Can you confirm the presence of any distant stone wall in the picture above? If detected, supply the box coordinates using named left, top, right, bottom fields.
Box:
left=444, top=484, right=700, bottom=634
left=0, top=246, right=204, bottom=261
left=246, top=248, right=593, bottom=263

■ **TASK STATEMENT**
Can you present the lines above as a Markdown table, with a Row column numbering them and a Text column holding each line, skipping any blank ones?

■ **PROBLEM SOLUTION**
| Row | Text |
|---|---|
| 1 | Can you confirm the presence of any distant stone wall in the picture above? If detected, supply the box coordinates using named left, top, right, bottom fields. |
| 2 | Box: |
| 3 | left=444, top=484, right=700, bottom=634 |
| 4 | left=0, top=246, right=204, bottom=261 |
| 5 | left=246, top=248, right=593, bottom=263 |